Work to be completed
Where a line holds the word "edge", copy it from the records.

==================================================

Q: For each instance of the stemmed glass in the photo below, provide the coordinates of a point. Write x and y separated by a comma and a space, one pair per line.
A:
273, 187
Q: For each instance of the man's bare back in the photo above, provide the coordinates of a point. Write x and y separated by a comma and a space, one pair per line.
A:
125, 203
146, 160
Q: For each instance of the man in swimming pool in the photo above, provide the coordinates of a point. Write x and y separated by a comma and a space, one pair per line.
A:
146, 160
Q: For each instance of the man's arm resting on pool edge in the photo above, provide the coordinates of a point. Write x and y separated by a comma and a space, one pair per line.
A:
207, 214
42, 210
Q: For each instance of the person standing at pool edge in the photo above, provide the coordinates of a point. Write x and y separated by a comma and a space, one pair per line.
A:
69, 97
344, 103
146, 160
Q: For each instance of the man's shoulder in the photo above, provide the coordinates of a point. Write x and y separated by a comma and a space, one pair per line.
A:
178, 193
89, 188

==================================================

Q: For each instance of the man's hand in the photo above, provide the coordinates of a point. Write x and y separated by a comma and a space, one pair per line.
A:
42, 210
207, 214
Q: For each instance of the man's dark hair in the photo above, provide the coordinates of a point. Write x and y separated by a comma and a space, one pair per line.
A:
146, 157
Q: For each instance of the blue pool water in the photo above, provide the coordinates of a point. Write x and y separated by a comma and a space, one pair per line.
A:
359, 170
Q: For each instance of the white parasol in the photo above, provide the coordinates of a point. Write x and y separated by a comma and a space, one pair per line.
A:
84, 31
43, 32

==================================================

Solution to this task
Q: For each instance of the man's arm resting on pool edge in the photo above, provide the coordinates of a point. Write x and y separated by a comma and a space, one pair per line.
Q: For each instance of the person standing at pool edge in the photo above, provide the coordinates of a point. Write x and y separated by a comma and a space, one pair per line.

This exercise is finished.